**Requirements**. Lay out the lines from the start of the rows through the line that contains "191 49 L 197", inclusive, as a JSON list of strings with one string per line and blank lines left out.

Records from an annotation dataset:
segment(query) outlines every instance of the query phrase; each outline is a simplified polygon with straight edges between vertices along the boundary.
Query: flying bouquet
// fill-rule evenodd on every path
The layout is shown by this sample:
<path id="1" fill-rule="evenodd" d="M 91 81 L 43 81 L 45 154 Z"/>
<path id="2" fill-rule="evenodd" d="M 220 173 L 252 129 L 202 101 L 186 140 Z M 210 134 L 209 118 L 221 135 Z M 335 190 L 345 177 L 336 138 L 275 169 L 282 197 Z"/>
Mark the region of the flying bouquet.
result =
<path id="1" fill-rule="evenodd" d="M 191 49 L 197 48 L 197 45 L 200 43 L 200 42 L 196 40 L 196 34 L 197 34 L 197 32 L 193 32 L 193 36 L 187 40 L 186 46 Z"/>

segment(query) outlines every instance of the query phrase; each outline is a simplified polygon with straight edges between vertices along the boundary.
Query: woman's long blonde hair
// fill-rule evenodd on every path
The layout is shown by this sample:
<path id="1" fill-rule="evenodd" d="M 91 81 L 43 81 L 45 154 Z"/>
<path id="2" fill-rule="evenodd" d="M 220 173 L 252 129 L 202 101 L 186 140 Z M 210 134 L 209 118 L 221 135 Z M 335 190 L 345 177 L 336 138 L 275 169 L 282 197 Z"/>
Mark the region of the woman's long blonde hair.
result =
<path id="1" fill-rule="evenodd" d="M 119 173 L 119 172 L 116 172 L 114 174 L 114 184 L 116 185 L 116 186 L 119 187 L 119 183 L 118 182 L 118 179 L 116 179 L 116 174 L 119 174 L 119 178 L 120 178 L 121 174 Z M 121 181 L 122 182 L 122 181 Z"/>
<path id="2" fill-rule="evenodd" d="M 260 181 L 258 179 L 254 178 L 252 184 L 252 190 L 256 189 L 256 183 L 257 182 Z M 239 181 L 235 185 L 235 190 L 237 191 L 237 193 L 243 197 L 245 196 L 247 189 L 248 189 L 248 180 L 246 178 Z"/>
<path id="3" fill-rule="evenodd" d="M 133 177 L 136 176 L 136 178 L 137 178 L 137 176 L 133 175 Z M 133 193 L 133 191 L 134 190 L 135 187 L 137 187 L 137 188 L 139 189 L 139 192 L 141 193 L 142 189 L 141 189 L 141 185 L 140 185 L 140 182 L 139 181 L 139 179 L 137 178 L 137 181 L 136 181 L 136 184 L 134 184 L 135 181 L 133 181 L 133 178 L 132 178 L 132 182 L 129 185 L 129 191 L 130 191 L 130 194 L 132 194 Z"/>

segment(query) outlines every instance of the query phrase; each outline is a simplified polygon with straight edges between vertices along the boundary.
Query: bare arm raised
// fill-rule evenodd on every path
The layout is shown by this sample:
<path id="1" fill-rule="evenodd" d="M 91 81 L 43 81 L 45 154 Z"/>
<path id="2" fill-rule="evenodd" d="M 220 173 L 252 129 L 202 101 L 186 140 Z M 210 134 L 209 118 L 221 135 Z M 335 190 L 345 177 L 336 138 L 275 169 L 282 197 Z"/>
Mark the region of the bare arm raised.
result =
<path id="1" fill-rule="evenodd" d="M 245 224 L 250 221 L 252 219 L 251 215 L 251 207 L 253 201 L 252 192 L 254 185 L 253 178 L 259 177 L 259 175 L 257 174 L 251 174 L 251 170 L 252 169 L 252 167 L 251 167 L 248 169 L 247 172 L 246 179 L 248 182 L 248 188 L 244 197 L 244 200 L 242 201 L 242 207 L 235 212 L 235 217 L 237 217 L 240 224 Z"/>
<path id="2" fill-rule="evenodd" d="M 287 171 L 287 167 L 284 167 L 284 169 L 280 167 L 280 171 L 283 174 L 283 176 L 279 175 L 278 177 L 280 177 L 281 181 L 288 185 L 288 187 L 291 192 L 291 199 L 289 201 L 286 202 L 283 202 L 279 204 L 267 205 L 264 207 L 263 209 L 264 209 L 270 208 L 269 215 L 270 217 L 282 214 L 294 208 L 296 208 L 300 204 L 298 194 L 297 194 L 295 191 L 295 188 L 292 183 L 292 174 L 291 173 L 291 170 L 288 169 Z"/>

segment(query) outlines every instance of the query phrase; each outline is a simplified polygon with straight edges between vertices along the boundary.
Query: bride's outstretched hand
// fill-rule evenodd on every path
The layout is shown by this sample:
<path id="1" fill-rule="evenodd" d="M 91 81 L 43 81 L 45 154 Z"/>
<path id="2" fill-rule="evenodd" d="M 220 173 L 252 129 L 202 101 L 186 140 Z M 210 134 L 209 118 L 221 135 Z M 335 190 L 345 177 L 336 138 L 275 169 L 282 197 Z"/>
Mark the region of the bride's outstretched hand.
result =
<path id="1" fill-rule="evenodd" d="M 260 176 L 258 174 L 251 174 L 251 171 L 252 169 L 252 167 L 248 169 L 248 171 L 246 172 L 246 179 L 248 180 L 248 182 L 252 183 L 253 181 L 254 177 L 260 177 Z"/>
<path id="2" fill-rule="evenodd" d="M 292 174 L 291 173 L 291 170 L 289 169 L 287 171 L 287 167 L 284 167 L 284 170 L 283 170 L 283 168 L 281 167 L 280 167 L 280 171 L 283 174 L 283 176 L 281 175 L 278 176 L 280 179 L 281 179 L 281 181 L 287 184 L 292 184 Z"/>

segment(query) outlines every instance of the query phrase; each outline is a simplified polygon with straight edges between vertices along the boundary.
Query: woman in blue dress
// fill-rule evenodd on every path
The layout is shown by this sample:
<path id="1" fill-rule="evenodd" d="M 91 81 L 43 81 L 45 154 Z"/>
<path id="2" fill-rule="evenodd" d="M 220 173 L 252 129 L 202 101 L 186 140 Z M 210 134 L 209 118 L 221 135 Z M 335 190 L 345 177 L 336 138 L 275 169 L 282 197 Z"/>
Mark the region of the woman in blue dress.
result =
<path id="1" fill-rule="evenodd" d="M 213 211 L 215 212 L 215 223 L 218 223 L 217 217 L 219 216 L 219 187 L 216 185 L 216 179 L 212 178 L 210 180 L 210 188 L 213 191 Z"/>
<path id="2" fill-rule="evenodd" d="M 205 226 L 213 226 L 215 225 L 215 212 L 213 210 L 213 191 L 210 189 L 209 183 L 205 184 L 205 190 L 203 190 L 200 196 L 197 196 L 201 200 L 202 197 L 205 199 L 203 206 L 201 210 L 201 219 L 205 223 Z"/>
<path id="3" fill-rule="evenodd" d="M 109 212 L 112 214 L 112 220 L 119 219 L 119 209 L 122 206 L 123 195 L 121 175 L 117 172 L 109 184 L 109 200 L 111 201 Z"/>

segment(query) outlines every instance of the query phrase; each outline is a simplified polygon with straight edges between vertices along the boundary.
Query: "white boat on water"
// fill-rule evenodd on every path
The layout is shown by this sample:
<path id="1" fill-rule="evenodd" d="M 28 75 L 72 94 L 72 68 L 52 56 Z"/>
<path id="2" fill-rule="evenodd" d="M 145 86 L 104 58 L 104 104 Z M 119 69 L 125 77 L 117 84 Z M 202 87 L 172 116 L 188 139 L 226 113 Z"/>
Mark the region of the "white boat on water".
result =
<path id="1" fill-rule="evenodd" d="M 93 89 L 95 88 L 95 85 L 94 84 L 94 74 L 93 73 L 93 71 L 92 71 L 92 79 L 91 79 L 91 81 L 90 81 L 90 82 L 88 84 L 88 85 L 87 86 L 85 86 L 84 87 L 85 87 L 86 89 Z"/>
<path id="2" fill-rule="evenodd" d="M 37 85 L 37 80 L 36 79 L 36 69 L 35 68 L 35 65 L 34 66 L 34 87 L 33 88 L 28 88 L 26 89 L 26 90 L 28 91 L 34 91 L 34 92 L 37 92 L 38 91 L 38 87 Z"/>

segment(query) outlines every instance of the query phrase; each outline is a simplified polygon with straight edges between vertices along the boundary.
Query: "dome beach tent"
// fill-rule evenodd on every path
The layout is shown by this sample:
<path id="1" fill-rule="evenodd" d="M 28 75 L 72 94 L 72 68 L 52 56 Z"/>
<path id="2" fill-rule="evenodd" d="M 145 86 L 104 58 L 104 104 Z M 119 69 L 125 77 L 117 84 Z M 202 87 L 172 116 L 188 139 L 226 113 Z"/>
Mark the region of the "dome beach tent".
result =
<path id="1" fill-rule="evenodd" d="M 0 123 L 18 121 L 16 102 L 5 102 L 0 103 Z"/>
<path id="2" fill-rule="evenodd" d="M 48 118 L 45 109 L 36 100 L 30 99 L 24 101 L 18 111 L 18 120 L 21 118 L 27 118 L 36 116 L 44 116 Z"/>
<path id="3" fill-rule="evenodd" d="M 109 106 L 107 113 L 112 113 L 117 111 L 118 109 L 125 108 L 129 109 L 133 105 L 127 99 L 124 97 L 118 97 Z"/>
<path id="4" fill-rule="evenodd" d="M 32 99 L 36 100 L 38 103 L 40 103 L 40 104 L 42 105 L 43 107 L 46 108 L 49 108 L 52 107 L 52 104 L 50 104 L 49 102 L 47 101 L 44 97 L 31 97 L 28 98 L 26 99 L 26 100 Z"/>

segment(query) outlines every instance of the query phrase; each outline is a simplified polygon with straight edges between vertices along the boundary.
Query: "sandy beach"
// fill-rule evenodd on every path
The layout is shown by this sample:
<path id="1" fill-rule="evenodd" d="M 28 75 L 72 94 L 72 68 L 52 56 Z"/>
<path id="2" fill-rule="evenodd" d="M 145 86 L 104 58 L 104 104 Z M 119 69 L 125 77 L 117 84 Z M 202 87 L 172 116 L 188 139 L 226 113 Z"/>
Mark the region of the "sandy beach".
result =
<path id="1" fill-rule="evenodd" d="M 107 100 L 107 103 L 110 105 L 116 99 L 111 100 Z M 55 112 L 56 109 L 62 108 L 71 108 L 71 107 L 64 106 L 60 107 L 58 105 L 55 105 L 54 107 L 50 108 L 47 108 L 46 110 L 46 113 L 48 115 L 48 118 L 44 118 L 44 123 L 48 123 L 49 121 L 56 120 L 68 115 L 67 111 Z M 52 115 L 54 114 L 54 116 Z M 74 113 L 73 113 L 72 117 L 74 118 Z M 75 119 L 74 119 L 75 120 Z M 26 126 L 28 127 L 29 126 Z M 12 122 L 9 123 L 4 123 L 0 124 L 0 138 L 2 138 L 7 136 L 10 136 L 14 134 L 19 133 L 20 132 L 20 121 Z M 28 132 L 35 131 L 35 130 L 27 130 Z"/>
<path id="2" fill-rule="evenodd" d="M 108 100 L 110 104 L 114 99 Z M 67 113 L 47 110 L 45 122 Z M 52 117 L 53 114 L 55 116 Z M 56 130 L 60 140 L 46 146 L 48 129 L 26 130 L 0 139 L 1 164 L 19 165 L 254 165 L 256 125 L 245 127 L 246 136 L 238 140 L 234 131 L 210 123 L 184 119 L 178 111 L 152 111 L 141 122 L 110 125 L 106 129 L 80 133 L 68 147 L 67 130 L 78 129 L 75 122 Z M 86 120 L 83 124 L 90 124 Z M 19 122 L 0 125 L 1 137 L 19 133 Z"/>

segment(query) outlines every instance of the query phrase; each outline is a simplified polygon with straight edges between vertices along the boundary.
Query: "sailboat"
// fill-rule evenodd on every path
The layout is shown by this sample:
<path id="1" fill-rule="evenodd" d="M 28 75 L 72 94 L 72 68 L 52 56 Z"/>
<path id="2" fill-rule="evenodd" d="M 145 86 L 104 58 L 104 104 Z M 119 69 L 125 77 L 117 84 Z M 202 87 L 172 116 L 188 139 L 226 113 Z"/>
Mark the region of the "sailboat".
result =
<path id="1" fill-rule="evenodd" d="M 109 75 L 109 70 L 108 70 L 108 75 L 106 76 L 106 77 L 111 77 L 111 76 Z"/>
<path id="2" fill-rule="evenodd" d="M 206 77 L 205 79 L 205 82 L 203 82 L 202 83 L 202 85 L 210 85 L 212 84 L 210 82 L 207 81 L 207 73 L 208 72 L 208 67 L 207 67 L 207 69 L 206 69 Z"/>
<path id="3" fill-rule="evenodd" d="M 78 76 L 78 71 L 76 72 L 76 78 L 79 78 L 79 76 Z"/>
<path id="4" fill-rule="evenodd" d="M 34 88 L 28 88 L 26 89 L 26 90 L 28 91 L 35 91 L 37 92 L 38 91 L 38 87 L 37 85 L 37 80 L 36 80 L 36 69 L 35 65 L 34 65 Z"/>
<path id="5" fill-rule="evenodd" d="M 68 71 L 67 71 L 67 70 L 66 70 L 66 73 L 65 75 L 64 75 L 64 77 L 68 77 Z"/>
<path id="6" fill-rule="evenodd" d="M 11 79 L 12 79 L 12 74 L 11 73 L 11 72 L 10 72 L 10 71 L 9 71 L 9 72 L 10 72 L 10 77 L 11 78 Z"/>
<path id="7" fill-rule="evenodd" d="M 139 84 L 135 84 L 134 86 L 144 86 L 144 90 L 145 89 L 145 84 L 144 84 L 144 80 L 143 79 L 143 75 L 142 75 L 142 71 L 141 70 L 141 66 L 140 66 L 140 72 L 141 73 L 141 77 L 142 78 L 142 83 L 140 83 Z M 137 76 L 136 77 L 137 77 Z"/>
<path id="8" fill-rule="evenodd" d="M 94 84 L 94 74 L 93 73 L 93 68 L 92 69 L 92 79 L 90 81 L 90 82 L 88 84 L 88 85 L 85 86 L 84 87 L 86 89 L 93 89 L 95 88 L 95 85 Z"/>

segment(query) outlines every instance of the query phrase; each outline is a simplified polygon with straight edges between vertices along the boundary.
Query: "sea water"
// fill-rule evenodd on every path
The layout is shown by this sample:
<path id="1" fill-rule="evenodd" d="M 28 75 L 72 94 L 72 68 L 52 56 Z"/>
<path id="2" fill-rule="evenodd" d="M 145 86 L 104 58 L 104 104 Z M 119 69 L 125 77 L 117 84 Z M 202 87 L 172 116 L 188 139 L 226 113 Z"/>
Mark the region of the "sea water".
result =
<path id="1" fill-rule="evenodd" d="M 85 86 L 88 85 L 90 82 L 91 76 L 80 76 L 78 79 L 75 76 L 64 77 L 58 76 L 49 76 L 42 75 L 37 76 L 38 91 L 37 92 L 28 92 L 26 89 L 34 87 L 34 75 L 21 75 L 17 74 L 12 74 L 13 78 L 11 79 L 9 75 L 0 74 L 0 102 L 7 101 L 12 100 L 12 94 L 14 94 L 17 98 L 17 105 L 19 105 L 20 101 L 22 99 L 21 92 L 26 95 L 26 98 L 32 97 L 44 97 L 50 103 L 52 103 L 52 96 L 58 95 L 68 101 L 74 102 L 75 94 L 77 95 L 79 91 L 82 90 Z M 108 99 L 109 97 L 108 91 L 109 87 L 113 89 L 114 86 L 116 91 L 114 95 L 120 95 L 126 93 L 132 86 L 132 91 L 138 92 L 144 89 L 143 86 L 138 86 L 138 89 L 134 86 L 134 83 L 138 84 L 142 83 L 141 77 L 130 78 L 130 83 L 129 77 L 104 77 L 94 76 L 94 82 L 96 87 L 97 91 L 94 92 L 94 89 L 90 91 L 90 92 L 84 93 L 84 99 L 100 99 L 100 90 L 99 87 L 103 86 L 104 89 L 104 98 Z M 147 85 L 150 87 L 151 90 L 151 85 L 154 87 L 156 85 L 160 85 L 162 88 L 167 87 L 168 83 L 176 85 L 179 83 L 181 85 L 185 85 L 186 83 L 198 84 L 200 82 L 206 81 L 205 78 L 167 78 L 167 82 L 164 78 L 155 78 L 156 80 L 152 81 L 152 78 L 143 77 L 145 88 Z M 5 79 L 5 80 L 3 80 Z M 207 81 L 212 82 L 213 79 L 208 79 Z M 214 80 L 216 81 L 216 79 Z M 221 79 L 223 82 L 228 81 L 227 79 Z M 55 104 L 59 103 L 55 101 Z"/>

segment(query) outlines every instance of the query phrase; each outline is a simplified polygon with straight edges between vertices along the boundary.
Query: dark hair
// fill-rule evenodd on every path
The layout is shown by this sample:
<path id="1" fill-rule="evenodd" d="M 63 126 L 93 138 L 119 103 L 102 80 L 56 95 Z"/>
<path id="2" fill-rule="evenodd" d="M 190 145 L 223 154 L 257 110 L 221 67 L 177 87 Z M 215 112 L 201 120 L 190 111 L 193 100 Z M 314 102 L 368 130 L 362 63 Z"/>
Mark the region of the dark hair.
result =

**Task response**.
[
  "segment(query) outlines every instance of the query phrase; each outline is a simplified polygon with straight edges between vertices along the boundary.",
  "Query: flying bouquet",
  "// fill-rule evenodd on every path",
  "The layout is shown by this sample:",
  "<path id=\"1\" fill-rule=\"evenodd\" d=\"M 91 81 L 43 81 L 45 154 Z\"/>",
  "<path id=\"2\" fill-rule=\"evenodd\" d=\"M 220 173 L 252 129 L 202 101 L 186 140 Z M 210 134 L 209 118 L 221 135 Z M 335 190 L 345 177 L 336 138 L 275 169 L 282 197 Z\"/>",
  "Mark the region of the flying bouquet.",
  "result =",
  "<path id=\"1\" fill-rule=\"evenodd\" d=\"M 191 49 L 197 48 L 197 45 L 200 43 L 200 42 L 196 40 L 196 34 L 197 34 L 197 32 L 193 32 L 193 36 L 187 40 L 186 46 Z\"/>"
]